*WHAT THE EXERCISE ASKS*. Pull out every line of the entries below and reproduce each one verbatim.
═══ DATASET CONTENT ═══
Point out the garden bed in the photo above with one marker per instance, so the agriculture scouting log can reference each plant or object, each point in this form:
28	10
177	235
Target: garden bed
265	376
═══
*ANSWER TO THIS TASK*.
Point out the garden bed in the photo above with one marker per instance, so the agriculture scouting log can reference each plant or object, each point in this form:
28	10
177	235
Target: garden bed
265	376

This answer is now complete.